> **Excerpt to read**
▽

In HMRC v Rogers & Shaw[2019] UKUT 406 (TCC), [2020] 4 WLR 23 (“ Rogers and Shaw”), the Upper Tribunal Tax and Chancery Chamber (the “UT”) had held at [32] that section 8 TMA 1970 does not impose a requirement that an officer of the Board is identified in the notice as the giver of the notice. Rather, “it imposes a substantive requirement that the giving of a notice must have been under the authority of an officer of HMRC” and that “the requirement is that whoever requires the notice to be given, whether identified or not, has the status of an HMRC officer”. The burden of proving that the requirement was met fell upon HMRC and the extent of the evidence necessary to discharge the burden depended upon the circumstances, including whether the taxpayer was disputing receipt [51] and [52]. As the UT put it in this appeal, at [6], “[P]revious decisions of the FTT and this Tribunal, culminating in Rogers and Shaw v HMRC… establish that there must be sufficient evidence of authorisation by an officer of HMRC. What is sufficient depends on whether the issue is disputed by the taxpayer.”

9

In this case, the UT noted that the evidence before the FTT in relation to the section 8 notice was limited to a microfiche record of sending of a full return and a record of Mr Marano's tax affairs in HMRC's self-assessment system [10]. The UT went on, also at [10], as follows:

“… The microfiche was described in the supplementary witness statement of Louise McGovern dated 7 January 2019 as a printed record of a computer output, and as being “maintained in all cases where a Notice to Complete a Tax return is issued automatically by the computer in line with default HMRC Retention of CY6+1”. The microfiche shows a date of 6 April 2013, Mr Marano's name and residential address, and his unique taxpayer reference number. The computer record of Mr Marano's self-assessment return for 2012/13 records a full return as having been issued on 6 April 2013. It was agreed that the full return was received by Mr Marano. Despite HMRC having been put to proof of officer involvement, nothing was said in the evidence on behalf of HMRC to explain in what way or ways any officer was involved in or authorised sending out the full return on 6 April 2013.”

△

> **Data listing**
▽

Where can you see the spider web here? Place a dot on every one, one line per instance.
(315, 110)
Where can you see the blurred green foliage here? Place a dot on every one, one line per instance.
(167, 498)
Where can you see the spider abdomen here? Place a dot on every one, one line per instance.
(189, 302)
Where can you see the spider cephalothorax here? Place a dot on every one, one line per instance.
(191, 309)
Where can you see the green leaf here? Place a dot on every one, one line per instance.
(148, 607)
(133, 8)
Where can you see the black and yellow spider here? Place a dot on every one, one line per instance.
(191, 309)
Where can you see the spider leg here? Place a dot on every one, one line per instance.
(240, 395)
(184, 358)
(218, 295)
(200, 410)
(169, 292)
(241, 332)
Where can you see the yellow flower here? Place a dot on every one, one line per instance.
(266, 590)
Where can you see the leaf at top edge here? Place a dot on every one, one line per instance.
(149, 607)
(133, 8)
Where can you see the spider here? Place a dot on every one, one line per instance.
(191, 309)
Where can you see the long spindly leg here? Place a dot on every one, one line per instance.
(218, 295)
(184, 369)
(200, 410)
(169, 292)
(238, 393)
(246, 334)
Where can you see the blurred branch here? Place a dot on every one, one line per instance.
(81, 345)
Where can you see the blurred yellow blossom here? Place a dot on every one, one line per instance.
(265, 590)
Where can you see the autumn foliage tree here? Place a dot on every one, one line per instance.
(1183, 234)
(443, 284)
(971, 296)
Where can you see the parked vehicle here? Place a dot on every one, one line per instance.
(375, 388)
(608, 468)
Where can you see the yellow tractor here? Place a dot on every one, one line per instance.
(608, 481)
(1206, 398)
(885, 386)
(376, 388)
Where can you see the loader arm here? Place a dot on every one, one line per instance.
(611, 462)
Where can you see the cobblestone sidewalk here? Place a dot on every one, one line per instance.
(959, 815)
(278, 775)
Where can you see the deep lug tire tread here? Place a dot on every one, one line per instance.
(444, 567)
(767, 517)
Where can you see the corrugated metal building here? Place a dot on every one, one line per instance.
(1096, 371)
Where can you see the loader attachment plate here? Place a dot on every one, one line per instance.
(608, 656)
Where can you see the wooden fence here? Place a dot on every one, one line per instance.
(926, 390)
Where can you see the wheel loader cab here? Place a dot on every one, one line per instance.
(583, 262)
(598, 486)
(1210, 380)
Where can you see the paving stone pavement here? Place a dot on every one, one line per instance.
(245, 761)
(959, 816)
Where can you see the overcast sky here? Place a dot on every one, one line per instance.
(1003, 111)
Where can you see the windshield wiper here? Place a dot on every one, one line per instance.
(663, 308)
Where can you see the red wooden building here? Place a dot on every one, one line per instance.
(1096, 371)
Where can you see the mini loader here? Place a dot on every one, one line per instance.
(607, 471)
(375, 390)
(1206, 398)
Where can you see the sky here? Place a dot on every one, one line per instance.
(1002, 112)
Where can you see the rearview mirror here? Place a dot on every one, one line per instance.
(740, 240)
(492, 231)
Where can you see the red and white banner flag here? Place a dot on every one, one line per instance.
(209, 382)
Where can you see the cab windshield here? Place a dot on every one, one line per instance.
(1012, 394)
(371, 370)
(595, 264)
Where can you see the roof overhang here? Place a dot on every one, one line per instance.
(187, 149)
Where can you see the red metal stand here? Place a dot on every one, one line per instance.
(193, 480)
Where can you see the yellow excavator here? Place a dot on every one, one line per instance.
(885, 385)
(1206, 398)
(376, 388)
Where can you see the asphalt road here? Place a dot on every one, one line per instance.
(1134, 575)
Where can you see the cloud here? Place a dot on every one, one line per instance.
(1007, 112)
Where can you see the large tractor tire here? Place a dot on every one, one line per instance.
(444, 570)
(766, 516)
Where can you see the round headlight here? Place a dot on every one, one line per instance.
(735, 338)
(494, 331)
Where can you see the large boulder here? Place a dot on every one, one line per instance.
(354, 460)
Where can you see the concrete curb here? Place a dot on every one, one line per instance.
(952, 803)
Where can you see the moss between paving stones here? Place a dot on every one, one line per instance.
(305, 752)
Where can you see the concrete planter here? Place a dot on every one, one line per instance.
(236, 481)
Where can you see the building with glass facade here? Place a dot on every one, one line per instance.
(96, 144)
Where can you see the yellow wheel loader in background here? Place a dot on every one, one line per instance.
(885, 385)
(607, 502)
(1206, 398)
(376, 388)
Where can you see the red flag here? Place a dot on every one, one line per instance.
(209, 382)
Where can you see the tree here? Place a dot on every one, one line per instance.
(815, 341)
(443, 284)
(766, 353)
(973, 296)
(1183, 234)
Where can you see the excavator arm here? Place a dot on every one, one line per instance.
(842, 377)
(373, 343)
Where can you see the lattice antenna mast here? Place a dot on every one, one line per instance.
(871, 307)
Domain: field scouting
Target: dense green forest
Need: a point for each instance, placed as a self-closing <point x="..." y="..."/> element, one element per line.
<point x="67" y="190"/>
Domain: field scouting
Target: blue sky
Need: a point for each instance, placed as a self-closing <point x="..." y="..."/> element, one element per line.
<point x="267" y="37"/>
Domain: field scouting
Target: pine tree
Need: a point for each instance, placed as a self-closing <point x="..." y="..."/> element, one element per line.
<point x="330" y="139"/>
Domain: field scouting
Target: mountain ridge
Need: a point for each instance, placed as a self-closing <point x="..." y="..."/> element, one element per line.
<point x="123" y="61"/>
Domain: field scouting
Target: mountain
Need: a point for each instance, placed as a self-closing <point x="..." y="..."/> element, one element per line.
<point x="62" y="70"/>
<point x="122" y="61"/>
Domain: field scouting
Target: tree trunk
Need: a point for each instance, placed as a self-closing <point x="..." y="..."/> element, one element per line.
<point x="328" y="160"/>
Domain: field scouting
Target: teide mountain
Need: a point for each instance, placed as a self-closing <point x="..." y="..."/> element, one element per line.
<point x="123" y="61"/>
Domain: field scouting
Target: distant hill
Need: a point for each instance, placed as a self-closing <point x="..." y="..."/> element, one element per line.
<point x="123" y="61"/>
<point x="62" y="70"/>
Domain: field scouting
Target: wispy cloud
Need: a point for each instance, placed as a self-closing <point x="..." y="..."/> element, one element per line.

△

> **Actions to take**
• A. In the tax tribunal excerpt, whose supplementary witness statement described the microfiche?
• B. Write the next part of the tax tribunal excerpt, picking up right after its final sentence.
Leave the items aside; they are not used here.

> **Replies**
• A. Louise McGovern's, dated 7 January 2019.

• B.
10

The evidence in relation to the issue of the penalty assessments was said by the UT to be “essentially the same”. It was described at [11] as:

“… a microfiche record showing the addressee, the address and the amount of the assessment, and a screen shot of a computer record of Mr Marano's 2012–13 self-assessment showing the assessed penalties. The evidence in Ms McGovern's first witness statement was that the two 2017 “tax-geared” late filing penalties were “raised automatically in self-assessment” and “issued by the self-assessment system” based upon the discovery assessment issued by HMRC in March 2017. There was therefore no evidence of the involvement of any officer of...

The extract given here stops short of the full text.